What you need to do.
All of the records must come back exactly. Please repeat them in full.

The input.
== Segment start ==
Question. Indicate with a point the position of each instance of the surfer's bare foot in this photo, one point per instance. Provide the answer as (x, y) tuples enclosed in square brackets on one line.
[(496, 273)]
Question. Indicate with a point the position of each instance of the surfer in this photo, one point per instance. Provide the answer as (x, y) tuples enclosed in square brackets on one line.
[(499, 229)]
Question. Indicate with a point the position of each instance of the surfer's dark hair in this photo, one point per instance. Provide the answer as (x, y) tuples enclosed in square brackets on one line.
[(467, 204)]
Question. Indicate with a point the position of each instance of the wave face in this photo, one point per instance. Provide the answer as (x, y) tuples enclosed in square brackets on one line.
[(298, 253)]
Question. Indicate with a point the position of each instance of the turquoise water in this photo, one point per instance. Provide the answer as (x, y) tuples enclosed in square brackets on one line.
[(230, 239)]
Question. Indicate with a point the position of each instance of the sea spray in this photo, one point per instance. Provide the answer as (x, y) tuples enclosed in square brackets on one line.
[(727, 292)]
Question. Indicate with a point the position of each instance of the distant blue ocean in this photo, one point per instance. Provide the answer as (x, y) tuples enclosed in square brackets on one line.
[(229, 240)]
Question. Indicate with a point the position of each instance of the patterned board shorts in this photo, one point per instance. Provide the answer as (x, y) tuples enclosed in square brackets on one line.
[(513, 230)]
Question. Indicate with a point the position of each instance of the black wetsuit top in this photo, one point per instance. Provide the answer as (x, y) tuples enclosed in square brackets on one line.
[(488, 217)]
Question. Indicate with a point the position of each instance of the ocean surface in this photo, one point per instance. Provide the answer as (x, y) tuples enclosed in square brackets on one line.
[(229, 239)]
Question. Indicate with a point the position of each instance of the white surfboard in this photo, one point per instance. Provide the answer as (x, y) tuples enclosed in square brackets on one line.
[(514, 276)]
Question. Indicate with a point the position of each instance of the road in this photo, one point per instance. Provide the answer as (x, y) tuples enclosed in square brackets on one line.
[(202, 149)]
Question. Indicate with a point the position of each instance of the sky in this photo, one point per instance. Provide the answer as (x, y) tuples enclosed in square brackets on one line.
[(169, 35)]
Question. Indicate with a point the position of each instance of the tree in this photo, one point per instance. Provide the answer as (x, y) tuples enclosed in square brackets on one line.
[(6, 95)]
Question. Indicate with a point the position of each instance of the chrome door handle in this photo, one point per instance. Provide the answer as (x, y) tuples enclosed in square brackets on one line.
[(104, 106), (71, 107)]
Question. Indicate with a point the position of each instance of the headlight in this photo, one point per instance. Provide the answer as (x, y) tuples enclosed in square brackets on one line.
== Segment end ==
Exercise output.
Question. Indicate with a point the position of each instance of the surfer's bare foot in this photo, one point per instance. Provide the answer as (x, y) tuples enclosed in square brackets on one line.
[(496, 273)]
Question. Indicate with a point the position of each instance of the surfer in this photo, one point per instance. Provide the answer as (x, y) tuples enclosed in square brackets on one line.
[(499, 229)]
Question. Indicate with a point the position of each instance of the surfer's dark hair in this photo, one point per instance. Provide the answer as (x, y) tuples enclosed in square brackets on one line.
[(467, 204)]
Question. Indicate with a point the position of each instance of the wave face in this photo, one point per instance. Provide the answer as (x, y) tuples enclosed in square brackets on one line.
[(298, 253)]
Question. Indicate with a point the position of each instance of the turquoise water in this photo, one point per instance. Provide the answer as (x, y) tuples enclosed in square brackets on one line.
[(230, 239)]
Question. Indicate with a point the position of each instance of the sea spray in this photo, one point per instance. Provide the answer as (x, y) tuples enclosed in square brackets on one line.
[(727, 292)]
Question. Indicate with a point the position of each instance of the distant blue ocean in this photo, one point per instance. Provide the answer as (x, y) tuples enclosed in square brackets on one line.
[(229, 240)]
Question. Indicate with a point the position of each instance of the patterned board shorts in this photo, one point per instance. Provide the answer as (x, y) tuples enclosed in square brackets on one line.
[(513, 230)]
Question. Indicate with a point the position of each instance of the black wetsuit top in this photo, one point per instance. Provide the answer as (x, y) tuples enclosed in square brackets on one line.
[(488, 217)]
Question. Indicate with a point the position of each instance of the ocean surface in this photo, one point per instance. Provide the answer as (x, y) tuples enclosed in square brackets on one line.
[(229, 239)]
Question. Indicate with a point the position of each instance of the white surfboard in this photo, one point per instance. Provide the answer as (x, y) tuples enclosed in square brackets on one line.
[(514, 276)]
Question. Indicate with a point the position of each instance of the road in this photo, one point per instance. Provide the answer as (x, y) tuples enclosed in square brackets on one line.
[(202, 149)]
Question. Indicate with a point the position of each instance of the sky in this photo, one point per instance. Provide the answer as (x, y) tuples enclosed in square brackets on one line.
[(169, 35)]
Question. Indicate with a point the position of each instance of the tree in this photo, one point per instance. Provide the answer as (x, y) tuples enclosed in square brackets on one line.
[(6, 95)]
Question. Indicate with a point the position of each instance of the chrome door handle in this photo, one point per instance. Provide the answer as (x, y) tuples enclosed in square brackets on one line.
[(104, 106), (71, 107)]
Question. Indicate with a point the position of each instance of the headlight in this photo, one point per instance. Provide the answer as (x, y) tuples enclosed in square brackets on one line.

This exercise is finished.